Directions> Identify each line below that contains the string "fender" and copy those lines out. Matching is case-sensitive.

Object position labeling entries

____

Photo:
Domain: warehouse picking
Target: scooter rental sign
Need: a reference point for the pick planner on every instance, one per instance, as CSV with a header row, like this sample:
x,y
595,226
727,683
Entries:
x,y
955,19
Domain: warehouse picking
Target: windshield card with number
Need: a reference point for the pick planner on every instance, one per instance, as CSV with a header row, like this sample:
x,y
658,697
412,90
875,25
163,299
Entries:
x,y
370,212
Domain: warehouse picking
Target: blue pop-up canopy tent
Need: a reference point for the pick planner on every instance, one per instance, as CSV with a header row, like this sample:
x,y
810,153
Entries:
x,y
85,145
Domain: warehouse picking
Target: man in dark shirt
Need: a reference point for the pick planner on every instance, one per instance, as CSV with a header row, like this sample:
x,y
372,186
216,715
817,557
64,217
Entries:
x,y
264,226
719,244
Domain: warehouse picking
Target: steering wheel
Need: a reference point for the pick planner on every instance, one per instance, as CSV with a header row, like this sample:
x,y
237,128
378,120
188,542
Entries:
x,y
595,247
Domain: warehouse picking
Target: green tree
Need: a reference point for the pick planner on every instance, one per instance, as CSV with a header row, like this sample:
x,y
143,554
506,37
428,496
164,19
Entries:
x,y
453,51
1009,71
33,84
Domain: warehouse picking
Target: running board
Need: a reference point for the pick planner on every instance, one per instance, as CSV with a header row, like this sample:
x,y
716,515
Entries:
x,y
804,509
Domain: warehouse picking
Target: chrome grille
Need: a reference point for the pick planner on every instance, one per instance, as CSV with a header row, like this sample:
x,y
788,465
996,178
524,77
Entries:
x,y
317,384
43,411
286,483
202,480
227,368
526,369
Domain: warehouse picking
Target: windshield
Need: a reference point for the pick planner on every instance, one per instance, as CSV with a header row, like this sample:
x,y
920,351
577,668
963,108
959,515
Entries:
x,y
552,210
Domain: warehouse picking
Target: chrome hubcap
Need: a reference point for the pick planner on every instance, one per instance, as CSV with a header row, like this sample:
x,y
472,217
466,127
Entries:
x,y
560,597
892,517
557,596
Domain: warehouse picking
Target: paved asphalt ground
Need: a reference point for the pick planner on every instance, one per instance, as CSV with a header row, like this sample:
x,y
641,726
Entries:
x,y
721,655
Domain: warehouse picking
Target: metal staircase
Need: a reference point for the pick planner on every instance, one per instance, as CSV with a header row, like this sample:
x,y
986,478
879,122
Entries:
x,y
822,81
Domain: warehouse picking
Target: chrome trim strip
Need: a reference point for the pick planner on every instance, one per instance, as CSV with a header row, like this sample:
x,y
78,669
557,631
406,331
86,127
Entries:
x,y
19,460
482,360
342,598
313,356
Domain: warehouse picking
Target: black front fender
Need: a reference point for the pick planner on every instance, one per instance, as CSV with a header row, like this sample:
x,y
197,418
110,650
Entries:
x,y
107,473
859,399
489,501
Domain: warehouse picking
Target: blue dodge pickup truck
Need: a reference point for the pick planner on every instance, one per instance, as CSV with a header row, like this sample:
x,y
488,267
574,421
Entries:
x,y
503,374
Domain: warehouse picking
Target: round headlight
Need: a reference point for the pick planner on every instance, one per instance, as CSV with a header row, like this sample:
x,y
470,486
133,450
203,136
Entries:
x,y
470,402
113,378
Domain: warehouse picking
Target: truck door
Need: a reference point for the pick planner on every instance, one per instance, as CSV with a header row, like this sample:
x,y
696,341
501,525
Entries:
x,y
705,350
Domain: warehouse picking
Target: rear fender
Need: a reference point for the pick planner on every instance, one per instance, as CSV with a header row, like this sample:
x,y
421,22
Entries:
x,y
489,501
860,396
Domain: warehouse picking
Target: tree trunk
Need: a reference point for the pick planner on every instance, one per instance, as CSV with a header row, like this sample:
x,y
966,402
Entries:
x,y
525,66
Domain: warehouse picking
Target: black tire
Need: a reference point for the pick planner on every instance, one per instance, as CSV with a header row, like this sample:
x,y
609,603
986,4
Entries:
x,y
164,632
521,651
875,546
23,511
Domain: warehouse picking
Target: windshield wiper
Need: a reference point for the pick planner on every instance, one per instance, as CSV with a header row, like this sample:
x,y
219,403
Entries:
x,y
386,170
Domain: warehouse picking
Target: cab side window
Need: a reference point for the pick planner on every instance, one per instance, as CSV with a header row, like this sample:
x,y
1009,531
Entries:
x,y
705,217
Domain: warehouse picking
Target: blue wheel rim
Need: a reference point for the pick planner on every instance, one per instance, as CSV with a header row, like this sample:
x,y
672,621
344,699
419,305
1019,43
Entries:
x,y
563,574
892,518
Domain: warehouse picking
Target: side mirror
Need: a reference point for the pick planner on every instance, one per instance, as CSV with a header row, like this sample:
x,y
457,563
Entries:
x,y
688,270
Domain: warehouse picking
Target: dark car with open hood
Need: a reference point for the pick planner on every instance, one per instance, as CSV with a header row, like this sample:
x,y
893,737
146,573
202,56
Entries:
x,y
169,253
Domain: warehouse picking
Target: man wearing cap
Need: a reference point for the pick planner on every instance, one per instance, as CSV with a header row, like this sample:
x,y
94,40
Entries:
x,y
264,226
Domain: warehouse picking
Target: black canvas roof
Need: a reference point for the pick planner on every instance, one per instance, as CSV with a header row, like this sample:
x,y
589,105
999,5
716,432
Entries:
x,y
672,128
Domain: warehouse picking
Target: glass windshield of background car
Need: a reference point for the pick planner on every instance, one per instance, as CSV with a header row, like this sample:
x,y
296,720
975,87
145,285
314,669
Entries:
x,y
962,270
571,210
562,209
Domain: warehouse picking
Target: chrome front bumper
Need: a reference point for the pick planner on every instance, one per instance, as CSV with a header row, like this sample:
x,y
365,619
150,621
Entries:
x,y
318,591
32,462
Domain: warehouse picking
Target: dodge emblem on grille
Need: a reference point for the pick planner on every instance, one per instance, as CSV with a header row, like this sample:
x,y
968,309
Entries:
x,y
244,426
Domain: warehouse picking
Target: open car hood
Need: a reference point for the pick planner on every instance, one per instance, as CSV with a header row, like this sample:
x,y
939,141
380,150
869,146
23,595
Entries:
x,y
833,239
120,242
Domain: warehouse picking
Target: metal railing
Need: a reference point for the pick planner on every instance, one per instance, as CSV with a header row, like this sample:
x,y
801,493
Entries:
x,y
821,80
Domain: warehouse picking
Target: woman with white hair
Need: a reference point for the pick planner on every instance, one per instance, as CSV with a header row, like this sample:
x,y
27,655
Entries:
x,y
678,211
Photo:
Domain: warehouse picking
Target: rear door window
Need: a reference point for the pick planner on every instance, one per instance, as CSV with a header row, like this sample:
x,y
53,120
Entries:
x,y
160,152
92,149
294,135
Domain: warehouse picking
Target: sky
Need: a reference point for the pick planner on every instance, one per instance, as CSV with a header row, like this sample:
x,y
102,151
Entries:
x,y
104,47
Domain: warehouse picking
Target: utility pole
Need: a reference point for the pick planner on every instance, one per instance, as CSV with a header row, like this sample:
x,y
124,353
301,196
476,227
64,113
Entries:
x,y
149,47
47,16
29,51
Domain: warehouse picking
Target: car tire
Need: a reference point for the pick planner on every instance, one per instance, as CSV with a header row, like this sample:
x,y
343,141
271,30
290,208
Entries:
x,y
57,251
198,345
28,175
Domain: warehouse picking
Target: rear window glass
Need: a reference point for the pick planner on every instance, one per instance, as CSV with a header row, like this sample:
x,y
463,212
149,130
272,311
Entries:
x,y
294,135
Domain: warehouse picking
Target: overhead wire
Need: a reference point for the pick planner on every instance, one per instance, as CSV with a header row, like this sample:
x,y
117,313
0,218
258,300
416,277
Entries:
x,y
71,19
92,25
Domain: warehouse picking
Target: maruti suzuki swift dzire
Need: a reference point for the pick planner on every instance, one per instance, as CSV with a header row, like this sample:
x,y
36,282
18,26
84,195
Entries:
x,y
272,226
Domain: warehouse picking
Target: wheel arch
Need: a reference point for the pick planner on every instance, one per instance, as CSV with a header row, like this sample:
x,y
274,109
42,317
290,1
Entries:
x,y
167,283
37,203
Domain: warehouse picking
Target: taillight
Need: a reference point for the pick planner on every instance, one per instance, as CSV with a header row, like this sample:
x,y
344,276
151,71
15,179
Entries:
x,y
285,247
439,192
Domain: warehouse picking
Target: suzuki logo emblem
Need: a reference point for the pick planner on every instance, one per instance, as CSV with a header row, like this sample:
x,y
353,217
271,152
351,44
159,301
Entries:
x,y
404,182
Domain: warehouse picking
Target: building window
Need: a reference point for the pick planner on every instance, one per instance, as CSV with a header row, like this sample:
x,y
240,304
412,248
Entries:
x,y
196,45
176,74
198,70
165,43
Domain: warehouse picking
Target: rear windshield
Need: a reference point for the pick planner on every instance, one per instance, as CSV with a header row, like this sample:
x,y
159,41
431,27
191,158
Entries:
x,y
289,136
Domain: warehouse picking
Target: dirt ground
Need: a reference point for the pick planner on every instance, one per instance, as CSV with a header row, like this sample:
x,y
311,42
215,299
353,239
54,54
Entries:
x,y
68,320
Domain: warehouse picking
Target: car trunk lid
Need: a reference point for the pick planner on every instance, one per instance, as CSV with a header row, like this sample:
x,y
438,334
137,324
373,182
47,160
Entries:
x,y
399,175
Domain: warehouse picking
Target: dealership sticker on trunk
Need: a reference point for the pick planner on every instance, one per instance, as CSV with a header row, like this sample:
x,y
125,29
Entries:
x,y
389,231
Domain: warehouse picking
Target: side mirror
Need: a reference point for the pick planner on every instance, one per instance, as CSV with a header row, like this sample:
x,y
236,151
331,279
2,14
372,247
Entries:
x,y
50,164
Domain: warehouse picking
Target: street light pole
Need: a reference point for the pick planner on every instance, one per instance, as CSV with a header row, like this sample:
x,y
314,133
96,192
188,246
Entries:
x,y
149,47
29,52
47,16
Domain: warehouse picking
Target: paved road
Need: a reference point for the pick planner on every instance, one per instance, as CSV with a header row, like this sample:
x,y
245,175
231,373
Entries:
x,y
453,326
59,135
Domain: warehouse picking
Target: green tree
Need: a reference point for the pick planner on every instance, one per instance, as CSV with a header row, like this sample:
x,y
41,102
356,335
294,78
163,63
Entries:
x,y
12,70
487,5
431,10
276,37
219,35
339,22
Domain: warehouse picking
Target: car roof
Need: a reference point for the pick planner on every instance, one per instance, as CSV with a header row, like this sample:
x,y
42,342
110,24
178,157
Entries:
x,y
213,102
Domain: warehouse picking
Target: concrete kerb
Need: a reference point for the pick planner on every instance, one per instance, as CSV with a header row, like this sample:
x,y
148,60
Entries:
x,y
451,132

____

Reply to the task>
Target: black front fender
Target: rear fender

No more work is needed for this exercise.